• [Problem statement]: Using the post on representing time in RDF, decide whether each statement is true: (a) the author has worked on the problem mainly by modelling real data; (b) the comment quoted in the post holds that an ontology treating the world as time-slices can interoperate with one that has a standard view of objects and processes; (c) dbpedia, freebase and geonames all assign their London population figure to the year 2006. For each, answer yes or no and quote the deciding words of the post.
## Start Provided text
Google+

Representing Time in RDF Part 1

8

10 August 2009 by Ian Davis

Way back in 2006 I wrote a blog post concerning the modelling of time in RDF (see Refactoring Bio With Einstein Part 3: Temporal Invariants. That post also provoked some discussion in the blogosphere. Although I haven’t written anything on the subject for the past three years I haven’t stopped thinking about it. In fact I’ve been working quite hard on the problem, mainly by modelling real data, especially geographical information. This is the first of a series of blog posts describing my experiments. I’d like to thank Leigh Dodds and Jeni Tennison who gave me valuable feedback on an earlier version of this write-up.

In a comment to my blog post Chris Mungall made an excellent point about the importance of solving the time problem:

However, it’s also seems clear to me that this is a recipe for trouble for the semantic web. Surely all real-world data that concerns non-trivial applications such as science and electronic health records, or any kind of human activity _must_ take time into account? Which ever hack you make to account for time, it has to propagate through all your ontologies. An ontology that treats the world as time-slices can’t interoperate with one that has a standard view of objects and processes. It may be just about workable, but I can’t see it being anything other than tremendously complicated. We’ll essentially end up with layering 3-place relations on top of RDF in an extremely inelegant way.

This is not made clear when people are lured into the semantic web with examples of toy ontologies about pizzas that live floating in some mathematical space untroubled by time. Unless more is done to address these issues (and I commend this article for tackling this) the semantic web will face a huge backlash when people start realising they have to warp their ontologies and refactor their instance data to deal with time in order to represent real entities. Why is there no best practices document on representing instances that vary in time (that is, all real-world instances)? I do find it curious that more people aren’t making noise about this problem – I can only conclude that there’s a dearth of serious applications using RDF or OWL for instance data.

Those comments are still true today and in fact they are being accentuated by the wide availability of data brought about by the successful Linked Data project. For example dbpedia, freebase and geonames all have descriptions of London (in England) and their URIs are all declared to be owl:sameAs one another:

These descriptions assert population figures for London of 7,355,400, 7,421,209 and 7,512,400 respectively. Since all these resources are owl:sameAs one another then I have three different populations for exactly the same thing with no temporal context (to be fair both freebase and dbpedia do attempt to assign a date, but they both say it’s for the year 2006). Perhaps they are all correct but are taken at different times, or perhaps they are actually referring to slightly different definitions of “London”. Whatever the cause, the effect is that the data is not particularly useful. It would be helpful for them to indicate when the measurement of population took place. This is not intended as a criticism of the LOD project but to demonstrate that simplistic modelling of data that ignores time can quickly produce unhelpful results.
## End Provided text
## Start Data provided
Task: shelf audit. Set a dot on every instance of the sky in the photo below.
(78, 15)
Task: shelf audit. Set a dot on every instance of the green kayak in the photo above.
## End Data provided
• [Exercise result]:
(a) Yes: "mainly by modelling real data, especially geographical information."
(b) No: "An ontology that treats the world as time-slices can’t interoperate with one that has a standard view of objects and processes."
(c) No: "both freebase and dbpedia do attempt to assign a date, but they both say it’s for the year 2006"